STATED PROBLEM:
Present the material below as a numbered list, leaving out blank lines, from the line with "Where can the curb" to the line with "<point>373,215</point>", including both of those lines.

DATA SECTION:
──────

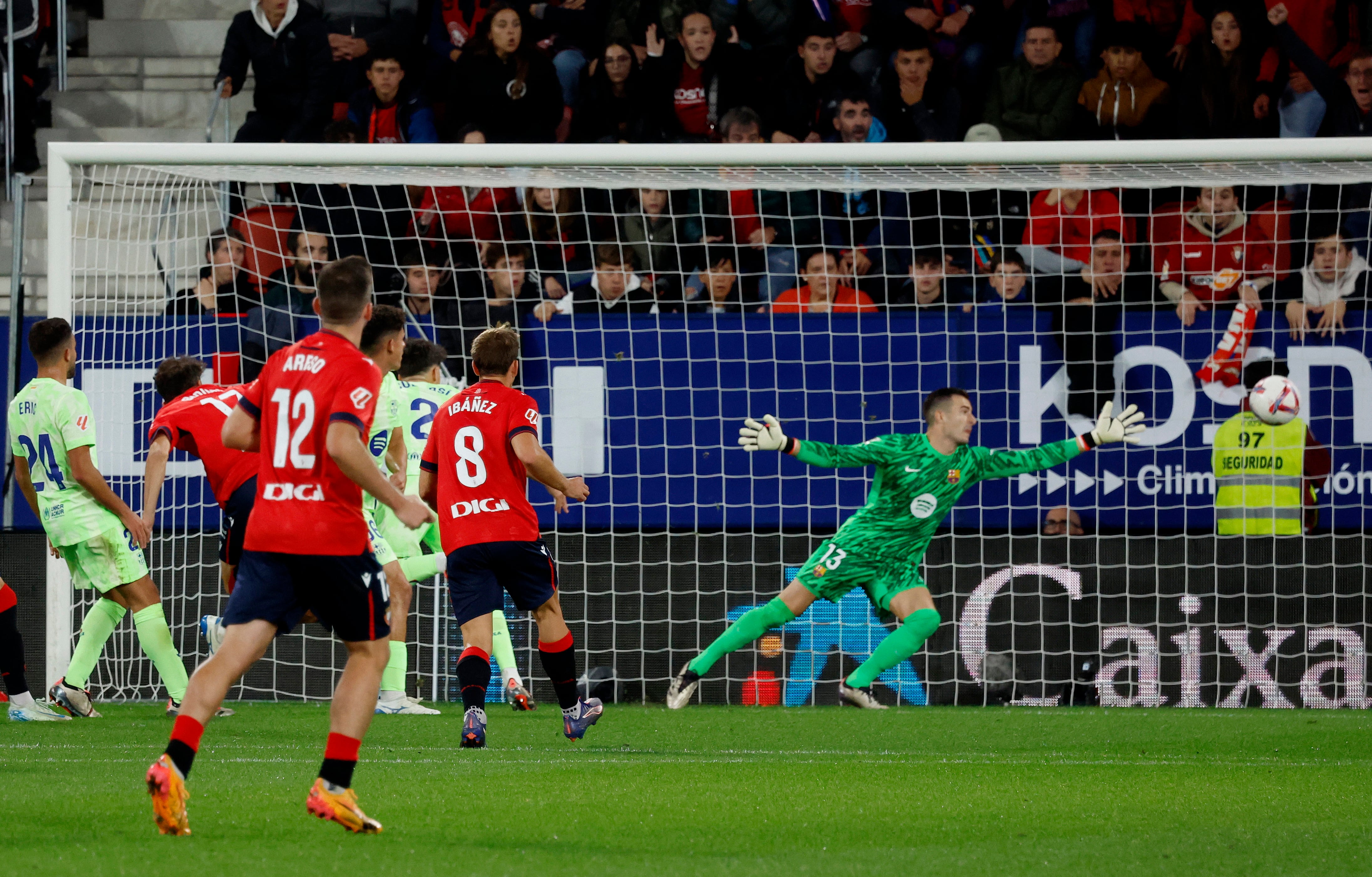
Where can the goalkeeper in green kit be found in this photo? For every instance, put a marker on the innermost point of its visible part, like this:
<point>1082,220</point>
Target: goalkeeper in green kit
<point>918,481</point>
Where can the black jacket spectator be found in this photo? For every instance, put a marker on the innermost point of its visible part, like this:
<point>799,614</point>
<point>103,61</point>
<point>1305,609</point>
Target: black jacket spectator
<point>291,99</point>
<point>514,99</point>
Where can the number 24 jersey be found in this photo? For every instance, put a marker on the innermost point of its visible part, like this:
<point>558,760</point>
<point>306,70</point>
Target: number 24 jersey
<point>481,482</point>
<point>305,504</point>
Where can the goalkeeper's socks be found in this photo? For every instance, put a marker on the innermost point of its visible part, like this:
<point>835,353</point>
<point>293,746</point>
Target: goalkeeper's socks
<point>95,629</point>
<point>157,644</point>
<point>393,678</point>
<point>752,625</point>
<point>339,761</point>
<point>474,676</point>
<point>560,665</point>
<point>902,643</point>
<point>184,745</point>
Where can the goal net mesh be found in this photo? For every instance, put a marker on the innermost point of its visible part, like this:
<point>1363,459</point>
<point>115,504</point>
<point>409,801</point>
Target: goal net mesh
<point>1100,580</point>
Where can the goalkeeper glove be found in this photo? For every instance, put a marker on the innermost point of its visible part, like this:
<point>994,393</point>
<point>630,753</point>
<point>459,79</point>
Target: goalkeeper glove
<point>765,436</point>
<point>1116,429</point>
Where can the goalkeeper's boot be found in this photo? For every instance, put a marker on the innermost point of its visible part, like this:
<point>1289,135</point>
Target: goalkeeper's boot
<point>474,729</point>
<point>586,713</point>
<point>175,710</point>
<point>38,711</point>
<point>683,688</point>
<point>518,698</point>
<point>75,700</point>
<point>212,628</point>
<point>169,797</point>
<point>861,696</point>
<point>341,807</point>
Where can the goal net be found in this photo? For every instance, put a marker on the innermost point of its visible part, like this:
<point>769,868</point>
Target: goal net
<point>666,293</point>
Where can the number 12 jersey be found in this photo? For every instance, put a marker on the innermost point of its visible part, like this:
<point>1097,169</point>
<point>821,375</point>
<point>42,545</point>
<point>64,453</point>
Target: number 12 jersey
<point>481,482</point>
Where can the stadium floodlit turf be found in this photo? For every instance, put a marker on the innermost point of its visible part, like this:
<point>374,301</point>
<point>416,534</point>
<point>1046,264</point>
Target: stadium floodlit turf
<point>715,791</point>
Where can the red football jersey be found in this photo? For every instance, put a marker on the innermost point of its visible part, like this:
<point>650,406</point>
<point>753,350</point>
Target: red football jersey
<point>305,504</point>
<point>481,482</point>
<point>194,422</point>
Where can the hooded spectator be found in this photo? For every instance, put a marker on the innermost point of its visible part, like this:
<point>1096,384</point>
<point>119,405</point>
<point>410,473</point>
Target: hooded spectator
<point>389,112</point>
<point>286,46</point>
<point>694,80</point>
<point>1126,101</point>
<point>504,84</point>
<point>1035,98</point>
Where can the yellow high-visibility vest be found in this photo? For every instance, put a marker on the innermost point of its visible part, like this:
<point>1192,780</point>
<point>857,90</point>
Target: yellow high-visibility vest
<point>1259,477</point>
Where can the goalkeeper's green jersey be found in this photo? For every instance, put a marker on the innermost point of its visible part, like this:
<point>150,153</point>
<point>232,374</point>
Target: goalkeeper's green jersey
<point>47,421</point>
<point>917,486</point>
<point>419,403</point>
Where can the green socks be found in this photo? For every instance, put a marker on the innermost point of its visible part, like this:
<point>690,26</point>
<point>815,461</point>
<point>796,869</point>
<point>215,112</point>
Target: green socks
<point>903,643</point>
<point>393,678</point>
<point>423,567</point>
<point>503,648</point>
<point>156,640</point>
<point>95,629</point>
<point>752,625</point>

──────

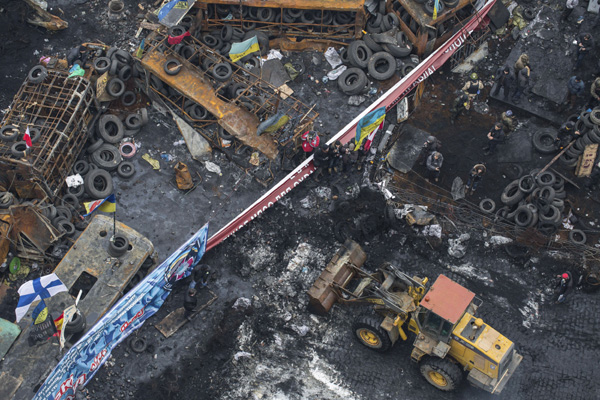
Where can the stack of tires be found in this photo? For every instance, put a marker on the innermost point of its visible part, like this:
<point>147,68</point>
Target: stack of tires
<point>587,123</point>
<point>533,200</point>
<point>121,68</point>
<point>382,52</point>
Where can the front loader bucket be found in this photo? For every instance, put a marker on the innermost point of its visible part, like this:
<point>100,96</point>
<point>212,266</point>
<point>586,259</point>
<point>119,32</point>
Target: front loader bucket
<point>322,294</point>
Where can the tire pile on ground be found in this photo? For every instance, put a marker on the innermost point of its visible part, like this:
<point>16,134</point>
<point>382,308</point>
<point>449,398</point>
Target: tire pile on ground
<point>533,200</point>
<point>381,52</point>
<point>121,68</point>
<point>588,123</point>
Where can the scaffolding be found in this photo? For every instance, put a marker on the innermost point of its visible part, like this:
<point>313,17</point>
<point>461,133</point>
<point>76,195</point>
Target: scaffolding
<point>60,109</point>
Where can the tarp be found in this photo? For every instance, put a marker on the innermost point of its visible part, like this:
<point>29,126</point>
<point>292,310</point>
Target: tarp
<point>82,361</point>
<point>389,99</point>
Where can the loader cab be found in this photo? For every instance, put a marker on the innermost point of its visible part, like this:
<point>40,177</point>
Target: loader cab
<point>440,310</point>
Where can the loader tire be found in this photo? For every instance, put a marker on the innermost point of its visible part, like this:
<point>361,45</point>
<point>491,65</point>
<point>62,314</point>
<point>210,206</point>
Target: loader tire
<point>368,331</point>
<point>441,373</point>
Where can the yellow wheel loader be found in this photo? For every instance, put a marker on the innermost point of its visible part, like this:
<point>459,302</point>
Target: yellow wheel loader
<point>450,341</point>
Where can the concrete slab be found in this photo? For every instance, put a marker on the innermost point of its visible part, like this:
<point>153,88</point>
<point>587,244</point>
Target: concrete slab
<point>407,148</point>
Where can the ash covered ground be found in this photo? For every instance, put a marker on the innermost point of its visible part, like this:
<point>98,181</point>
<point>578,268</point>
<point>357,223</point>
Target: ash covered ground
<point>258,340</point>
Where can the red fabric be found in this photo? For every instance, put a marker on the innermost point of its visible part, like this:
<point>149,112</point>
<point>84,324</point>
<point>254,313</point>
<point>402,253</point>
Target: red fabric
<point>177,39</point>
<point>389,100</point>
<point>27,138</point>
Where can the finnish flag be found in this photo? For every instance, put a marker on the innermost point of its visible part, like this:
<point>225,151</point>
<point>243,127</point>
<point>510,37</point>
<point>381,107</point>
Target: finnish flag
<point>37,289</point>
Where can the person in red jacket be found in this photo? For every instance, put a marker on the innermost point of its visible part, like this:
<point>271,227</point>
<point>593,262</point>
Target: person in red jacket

──────

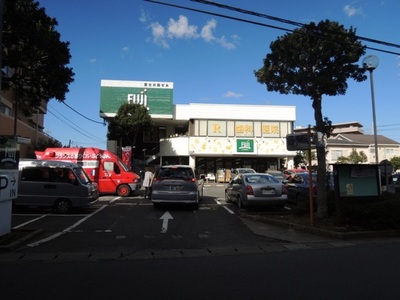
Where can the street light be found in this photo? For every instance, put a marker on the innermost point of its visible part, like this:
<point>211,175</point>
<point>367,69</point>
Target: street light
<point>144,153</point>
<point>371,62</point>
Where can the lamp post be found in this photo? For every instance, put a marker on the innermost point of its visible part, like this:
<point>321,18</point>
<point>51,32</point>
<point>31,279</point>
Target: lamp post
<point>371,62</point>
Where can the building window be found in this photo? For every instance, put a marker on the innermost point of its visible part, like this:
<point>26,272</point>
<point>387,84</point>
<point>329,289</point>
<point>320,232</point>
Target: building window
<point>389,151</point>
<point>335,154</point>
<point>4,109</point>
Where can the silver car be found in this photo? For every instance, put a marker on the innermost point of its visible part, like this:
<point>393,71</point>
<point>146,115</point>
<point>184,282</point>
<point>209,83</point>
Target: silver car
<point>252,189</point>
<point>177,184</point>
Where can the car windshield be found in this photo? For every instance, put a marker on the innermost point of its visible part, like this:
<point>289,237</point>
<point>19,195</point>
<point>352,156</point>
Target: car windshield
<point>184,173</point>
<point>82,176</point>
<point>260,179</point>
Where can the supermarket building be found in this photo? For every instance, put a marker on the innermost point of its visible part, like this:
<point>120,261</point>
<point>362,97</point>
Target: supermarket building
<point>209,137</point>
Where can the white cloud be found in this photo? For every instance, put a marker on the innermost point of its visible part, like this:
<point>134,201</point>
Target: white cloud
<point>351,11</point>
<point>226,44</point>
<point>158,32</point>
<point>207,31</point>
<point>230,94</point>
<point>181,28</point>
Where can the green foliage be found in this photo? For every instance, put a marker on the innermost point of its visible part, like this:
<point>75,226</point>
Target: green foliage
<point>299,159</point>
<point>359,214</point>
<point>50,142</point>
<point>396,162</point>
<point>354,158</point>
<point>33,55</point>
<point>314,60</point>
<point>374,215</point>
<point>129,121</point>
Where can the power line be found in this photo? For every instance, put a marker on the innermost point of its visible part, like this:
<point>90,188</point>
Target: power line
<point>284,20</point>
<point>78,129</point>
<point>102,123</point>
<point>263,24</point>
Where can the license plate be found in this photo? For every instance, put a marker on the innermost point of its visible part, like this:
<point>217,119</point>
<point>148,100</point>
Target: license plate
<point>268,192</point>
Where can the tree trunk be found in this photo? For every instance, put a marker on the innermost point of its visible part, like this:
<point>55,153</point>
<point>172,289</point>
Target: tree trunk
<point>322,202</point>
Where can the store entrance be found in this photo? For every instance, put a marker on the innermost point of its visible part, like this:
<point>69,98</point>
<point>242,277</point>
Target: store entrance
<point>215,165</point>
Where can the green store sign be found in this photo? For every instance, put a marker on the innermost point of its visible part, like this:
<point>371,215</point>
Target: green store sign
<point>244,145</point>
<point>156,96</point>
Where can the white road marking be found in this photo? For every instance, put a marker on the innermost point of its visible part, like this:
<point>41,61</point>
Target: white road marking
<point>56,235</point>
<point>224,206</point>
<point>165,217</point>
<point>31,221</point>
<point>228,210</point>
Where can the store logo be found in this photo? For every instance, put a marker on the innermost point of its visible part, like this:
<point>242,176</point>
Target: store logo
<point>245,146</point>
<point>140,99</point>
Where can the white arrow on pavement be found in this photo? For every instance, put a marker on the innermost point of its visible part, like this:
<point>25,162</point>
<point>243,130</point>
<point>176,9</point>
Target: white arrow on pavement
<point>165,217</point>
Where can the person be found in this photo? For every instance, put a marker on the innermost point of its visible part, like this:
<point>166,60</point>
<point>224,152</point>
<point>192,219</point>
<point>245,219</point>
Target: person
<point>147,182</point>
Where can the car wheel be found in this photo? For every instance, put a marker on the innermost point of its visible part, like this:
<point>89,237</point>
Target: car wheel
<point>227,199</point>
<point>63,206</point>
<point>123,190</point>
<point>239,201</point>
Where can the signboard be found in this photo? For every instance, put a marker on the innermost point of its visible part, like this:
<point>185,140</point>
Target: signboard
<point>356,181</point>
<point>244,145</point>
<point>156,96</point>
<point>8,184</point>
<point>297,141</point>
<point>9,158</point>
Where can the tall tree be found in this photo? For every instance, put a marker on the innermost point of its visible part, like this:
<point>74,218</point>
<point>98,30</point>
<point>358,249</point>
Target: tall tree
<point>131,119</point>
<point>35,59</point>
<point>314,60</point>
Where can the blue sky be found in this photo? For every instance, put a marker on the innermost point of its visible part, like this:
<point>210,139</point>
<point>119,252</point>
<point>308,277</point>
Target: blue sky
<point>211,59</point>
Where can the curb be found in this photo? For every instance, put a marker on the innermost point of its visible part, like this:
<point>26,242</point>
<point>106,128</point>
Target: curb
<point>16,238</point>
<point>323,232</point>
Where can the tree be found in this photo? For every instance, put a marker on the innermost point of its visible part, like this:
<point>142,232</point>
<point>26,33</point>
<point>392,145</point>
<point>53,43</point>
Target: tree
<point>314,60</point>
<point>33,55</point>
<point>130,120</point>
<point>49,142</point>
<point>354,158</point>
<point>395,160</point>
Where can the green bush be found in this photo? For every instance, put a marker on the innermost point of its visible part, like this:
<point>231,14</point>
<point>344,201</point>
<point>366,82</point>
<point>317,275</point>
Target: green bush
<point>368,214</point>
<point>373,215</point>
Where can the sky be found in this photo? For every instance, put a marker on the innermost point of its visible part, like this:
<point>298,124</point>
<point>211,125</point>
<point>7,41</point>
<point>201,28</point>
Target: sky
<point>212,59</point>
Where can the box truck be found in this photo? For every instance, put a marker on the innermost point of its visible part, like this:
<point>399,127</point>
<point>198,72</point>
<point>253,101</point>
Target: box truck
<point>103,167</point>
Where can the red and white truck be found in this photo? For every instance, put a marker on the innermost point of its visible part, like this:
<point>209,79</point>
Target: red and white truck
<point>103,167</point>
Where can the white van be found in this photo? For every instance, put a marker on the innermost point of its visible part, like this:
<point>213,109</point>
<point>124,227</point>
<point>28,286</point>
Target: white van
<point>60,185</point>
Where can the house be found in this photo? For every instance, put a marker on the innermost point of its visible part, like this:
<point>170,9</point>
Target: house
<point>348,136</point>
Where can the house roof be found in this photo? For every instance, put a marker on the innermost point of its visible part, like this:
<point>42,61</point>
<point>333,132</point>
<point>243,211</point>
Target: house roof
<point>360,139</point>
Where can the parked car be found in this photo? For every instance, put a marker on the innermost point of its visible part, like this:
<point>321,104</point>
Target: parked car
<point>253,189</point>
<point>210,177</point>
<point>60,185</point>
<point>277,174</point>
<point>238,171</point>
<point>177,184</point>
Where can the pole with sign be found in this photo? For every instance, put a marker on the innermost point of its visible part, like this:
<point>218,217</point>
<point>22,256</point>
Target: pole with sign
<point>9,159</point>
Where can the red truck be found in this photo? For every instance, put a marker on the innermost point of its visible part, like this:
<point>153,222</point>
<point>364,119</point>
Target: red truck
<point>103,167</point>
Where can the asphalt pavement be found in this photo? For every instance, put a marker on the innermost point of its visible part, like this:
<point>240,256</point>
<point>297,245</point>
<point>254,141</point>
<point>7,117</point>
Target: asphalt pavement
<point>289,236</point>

──────

ANSWER TO THIS PROBLEM:
1. Where can the curb be found in this photo? For every instance, put a marker on the innermost point of its visible part, like this:
2. <point>26,242</point>
3. <point>106,128</point>
4. Target: curb
5. <point>16,238</point>
6. <point>323,232</point>
7. Where can the tree be found in this photo? For every instance, put a marker on the innermost point of its visible part, like this:
8. <point>142,232</point>
9. <point>26,33</point>
10. <point>392,145</point>
11. <point>53,43</point>
12. Target: tree
13. <point>314,60</point>
14. <point>33,55</point>
15. <point>130,120</point>
16. <point>49,142</point>
17. <point>354,158</point>
18. <point>395,160</point>
19. Where can the green bush be found in this photo? For every instance, put a marker on the innermost point of its visible part, like this:
20. <point>231,14</point>
21. <point>344,201</point>
22. <point>366,82</point>
23. <point>317,275</point>
24. Target: green bush
25. <point>368,214</point>
26. <point>373,215</point>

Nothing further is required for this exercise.